**Brief**
Please copy out all of the material below word for word, leaving out the pictures.

▼

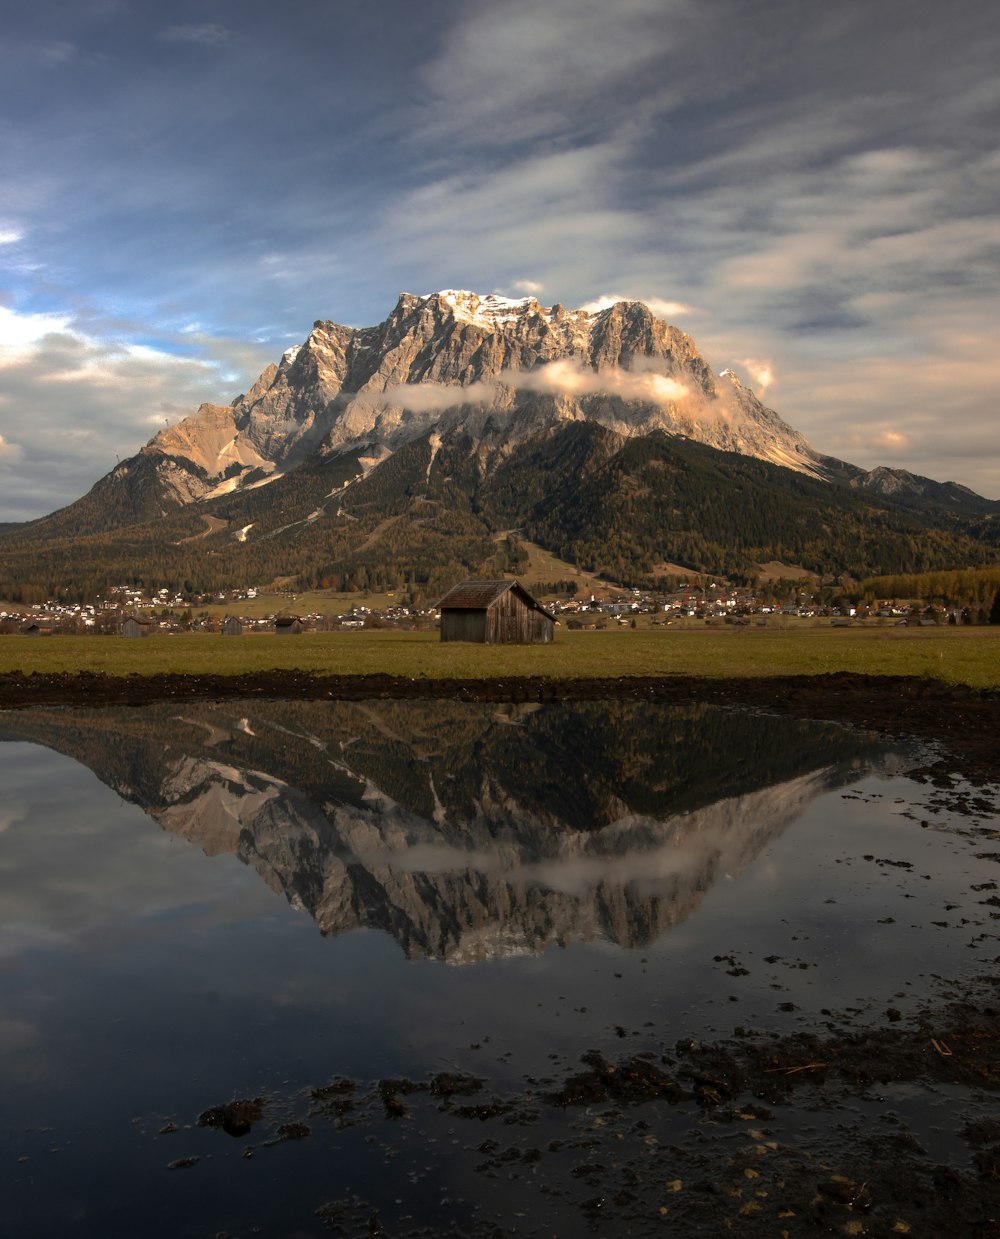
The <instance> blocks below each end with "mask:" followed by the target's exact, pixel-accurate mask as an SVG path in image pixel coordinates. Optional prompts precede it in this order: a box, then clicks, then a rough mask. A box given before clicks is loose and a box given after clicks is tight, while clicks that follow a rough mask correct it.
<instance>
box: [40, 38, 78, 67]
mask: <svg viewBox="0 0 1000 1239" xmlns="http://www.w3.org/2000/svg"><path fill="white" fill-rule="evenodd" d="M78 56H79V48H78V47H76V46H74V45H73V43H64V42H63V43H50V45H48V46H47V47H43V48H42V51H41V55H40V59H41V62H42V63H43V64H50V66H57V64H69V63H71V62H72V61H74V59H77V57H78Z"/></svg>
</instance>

▲

**Task answer**
The <instance> blocks below each end with "mask:" followed by the target's exact, pixel-accurate mask as an SVG path in image pixel coordinates. Optional prompts precede it in this order: a box, then clicks, then a rough mask. A box given before clicks is loose and a box given after clicks is tight, while clicks that follow a rough mask correct it.
<instance>
box: [40, 38, 78, 67]
mask: <svg viewBox="0 0 1000 1239" xmlns="http://www.w3.org/2000/svg"><path fill="white" fill-rule="evenodd" d="M78 56H79V48H78V47H76V46H74V45H73V43H64V42H63V43H50V45H48V46H47V47H43V48H42V51H41V55H40V59H41V62H42V63H43V64H50V66H57V64H69V63H71V62H72V61H74V59H77V57H78Z"/></svg>
</instance>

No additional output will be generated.